╭─ EXTRACTED MATERIAL

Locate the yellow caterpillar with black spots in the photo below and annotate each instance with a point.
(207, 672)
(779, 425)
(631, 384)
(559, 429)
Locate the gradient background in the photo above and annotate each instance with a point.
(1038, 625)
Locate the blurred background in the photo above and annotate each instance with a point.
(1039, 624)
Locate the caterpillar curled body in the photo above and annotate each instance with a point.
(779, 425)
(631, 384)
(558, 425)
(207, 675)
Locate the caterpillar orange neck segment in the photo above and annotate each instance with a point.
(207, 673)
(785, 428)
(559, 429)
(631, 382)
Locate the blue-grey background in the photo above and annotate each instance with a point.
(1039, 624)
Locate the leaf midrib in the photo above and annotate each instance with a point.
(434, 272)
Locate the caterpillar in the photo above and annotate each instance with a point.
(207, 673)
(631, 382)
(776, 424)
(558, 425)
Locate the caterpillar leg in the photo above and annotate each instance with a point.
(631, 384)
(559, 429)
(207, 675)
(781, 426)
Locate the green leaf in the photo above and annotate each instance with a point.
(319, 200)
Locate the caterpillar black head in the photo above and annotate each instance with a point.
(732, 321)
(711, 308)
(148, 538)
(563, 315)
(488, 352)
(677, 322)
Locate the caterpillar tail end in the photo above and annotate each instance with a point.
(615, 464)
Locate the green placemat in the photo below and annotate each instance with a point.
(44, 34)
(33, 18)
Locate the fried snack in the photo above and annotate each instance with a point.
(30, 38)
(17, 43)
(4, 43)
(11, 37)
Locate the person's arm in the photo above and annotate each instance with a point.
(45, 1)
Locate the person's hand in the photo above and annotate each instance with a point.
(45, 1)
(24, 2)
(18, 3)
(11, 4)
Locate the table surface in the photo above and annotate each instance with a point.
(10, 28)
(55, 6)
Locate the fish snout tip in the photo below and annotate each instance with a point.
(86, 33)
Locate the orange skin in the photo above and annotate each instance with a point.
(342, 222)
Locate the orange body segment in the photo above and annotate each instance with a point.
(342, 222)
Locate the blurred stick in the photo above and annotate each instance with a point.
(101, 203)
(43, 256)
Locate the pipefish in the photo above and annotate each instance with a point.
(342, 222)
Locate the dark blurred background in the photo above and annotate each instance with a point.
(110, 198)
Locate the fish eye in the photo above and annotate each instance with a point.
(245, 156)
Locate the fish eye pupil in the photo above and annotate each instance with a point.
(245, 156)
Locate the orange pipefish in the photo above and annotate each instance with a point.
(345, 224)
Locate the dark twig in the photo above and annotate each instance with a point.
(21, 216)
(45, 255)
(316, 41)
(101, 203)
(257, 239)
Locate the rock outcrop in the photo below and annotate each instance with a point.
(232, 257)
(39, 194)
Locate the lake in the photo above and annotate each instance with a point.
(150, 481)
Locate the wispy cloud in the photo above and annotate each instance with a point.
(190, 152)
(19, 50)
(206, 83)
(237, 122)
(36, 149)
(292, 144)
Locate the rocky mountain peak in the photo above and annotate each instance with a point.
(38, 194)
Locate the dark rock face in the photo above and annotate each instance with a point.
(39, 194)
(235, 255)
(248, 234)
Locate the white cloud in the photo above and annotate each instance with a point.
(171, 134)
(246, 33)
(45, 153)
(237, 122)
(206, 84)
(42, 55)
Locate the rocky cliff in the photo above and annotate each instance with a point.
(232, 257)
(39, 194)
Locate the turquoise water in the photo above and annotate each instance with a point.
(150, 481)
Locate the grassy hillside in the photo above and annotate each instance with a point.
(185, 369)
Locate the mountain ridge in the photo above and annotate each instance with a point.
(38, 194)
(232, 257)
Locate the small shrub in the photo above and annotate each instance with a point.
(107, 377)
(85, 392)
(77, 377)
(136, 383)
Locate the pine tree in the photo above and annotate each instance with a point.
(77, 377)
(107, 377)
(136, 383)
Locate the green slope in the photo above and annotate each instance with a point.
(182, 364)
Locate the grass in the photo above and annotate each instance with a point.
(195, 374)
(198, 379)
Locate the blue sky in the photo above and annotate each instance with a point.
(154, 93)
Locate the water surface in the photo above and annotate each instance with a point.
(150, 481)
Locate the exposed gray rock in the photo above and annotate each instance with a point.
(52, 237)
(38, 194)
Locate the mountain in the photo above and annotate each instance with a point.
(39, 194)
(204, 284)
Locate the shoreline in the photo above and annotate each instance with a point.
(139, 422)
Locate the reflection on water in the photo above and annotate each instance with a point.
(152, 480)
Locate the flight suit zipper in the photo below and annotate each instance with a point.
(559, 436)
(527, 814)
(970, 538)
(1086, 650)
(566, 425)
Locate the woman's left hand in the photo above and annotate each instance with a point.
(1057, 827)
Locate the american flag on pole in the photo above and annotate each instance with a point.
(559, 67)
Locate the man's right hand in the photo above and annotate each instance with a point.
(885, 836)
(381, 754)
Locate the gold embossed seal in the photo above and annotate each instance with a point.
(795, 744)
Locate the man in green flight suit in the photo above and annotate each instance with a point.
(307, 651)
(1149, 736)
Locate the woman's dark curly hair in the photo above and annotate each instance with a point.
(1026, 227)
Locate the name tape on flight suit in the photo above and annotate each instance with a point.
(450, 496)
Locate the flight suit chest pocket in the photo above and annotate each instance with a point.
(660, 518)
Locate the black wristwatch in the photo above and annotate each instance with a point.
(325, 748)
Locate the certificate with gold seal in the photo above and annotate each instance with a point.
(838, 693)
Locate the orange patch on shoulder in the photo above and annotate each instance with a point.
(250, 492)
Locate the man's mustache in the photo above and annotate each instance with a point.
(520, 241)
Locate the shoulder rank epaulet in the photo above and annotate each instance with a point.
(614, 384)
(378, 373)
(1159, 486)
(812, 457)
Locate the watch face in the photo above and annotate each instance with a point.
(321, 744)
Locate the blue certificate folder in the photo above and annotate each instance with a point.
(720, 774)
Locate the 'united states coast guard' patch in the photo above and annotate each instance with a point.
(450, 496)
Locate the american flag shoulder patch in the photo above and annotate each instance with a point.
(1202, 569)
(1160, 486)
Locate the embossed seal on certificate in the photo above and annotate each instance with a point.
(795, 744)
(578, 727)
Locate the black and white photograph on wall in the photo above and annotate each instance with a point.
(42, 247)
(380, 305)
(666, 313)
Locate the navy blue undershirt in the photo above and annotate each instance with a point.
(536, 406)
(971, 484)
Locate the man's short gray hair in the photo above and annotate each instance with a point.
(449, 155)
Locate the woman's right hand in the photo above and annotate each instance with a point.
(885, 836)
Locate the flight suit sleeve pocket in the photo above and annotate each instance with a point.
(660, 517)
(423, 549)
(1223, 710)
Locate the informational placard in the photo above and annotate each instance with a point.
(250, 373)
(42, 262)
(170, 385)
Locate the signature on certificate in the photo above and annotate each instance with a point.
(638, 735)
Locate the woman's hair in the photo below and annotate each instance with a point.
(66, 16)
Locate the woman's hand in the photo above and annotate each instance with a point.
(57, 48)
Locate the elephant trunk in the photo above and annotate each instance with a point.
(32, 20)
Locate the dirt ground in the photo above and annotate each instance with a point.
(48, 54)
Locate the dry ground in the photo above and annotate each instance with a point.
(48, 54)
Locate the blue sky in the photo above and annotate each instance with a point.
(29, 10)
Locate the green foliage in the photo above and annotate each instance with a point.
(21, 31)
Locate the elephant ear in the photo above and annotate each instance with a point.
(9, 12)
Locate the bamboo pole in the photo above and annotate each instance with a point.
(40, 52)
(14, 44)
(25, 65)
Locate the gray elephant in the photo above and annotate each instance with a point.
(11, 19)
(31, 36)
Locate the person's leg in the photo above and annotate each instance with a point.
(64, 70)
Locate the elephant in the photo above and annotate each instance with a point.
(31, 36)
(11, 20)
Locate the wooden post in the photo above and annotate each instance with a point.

╰─

**GOAL OF THE EXERCISE:** Rewrite only the lines of the records from the one containing "Locate the green slope" through the one containing "(1057, 827)", swapping "shoreline" for "coastline" and keeping everything else identical.

**EXPECTED OUTPUT:**
Locate the green slope in the photo above and annotate each instance with a point.
(182, 364)
Locate the grass in the photo above and annotate each instance with a point.
(195, 374)
(198, 379)
Locate the blue sky in the photo above and annotate each instance with a point.
(154, 93)
Locate the water surface in the photo above and annotate each instance with a point.
(150, 481)
Locate the exposed gray rock in the photo above and annotate each instance with a point.
(52, 237)
(38, 194)
Locate the mountain in the photo above and annotate each instance with a point.
(39, 194)
(204, 284)
Locate the coastline in the photo above and annotate each instance with a point.
(139, 422)
Locate the reflection on water in the photo above and annotate each instance with a point.
(152, 480)
Locate the flight suit zipper in the photo below and annotate each instance with a point.
(559, 436)
(527, 814)
(970, 538)
(1086, 650)
(566, 425)
Locate the woman's left hand in the photo above and annotate each instance with a point.
(1057, 827)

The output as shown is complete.